Exercise task: Rewrite the material below, swapping every occurrence of "bicycle tire" for "bike wheel". Leave everything else unchanged.

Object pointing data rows
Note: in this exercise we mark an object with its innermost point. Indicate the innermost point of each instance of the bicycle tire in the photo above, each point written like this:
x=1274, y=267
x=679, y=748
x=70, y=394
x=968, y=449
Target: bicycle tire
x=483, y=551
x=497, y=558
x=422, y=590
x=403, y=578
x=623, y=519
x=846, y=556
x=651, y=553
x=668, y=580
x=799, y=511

Correct output:
Note: in this exercise we mark an object with its innermost point. Indicate the innermost point of each instance of the bike wheel in the photo above, each point written like this:
x=1274, y=267
x=679, y=748
x=70, y=394
x=968, y=449
Target: bike wheel
x=483, y=551
x=497, y=558
x=422, y=590
x=403, y=578
x=623, y=519
x=846, y=556
x=651, y=553
x=668, y=580
x=799, y=511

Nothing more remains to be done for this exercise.